Work to complete →
Write out every line in the records below that contains the word "gray".

──────── Information supplied ────────

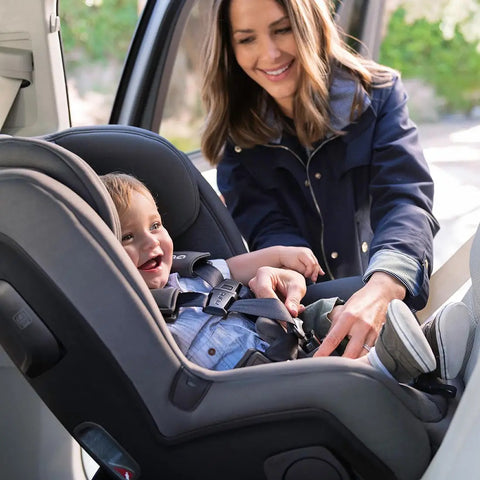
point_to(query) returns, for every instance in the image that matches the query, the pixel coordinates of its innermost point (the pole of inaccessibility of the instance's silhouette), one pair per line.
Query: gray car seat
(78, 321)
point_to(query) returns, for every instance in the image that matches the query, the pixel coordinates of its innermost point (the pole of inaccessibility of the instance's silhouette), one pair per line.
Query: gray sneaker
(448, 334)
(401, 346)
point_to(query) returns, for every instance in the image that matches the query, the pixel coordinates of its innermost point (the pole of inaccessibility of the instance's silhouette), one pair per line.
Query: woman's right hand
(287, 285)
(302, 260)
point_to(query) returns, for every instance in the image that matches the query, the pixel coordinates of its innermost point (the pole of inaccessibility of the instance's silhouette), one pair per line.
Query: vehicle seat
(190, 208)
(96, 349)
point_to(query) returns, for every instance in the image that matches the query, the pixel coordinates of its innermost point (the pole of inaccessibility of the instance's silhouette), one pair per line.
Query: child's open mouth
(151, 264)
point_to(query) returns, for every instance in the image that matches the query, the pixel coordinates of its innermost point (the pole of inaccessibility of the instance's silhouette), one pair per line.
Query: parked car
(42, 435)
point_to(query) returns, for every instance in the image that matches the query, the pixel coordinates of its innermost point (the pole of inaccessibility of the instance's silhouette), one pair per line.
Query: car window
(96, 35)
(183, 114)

────────
──────── Information supplied ────────

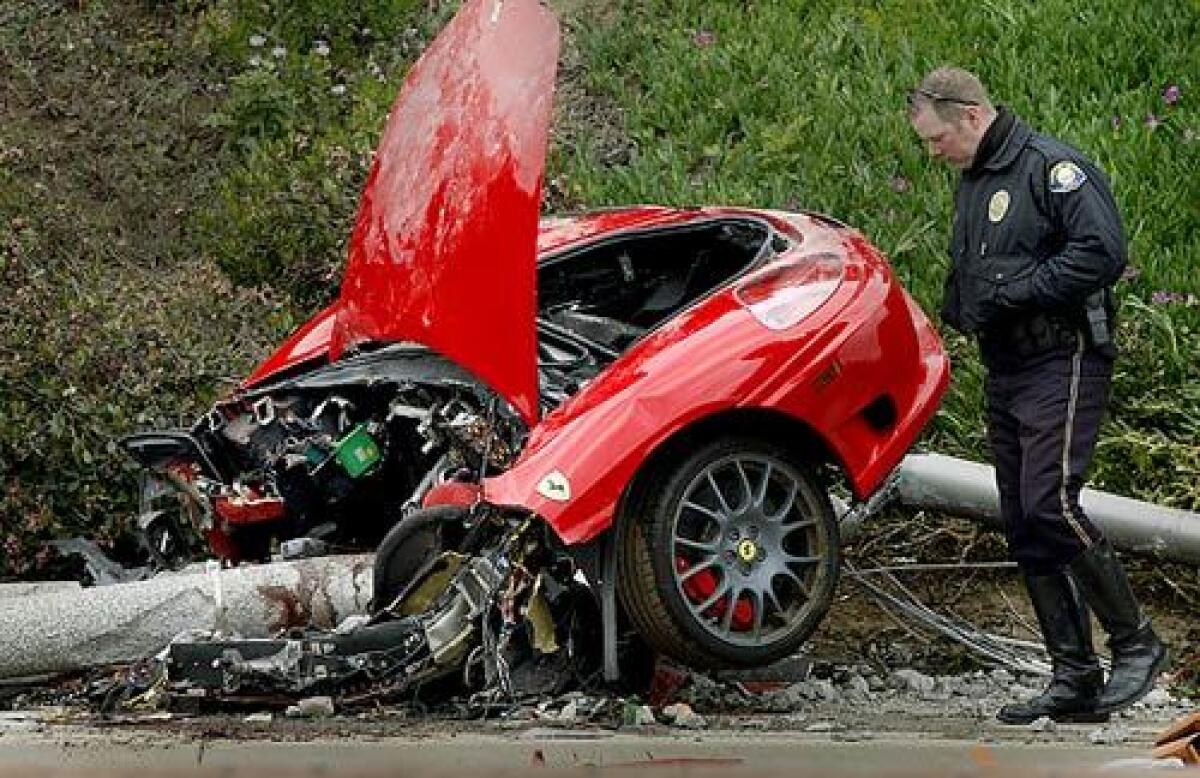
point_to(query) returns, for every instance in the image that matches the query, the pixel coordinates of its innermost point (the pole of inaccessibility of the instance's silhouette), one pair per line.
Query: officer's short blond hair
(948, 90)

────────

Result for this task →
Query: gray car seat
Query: gray sneaker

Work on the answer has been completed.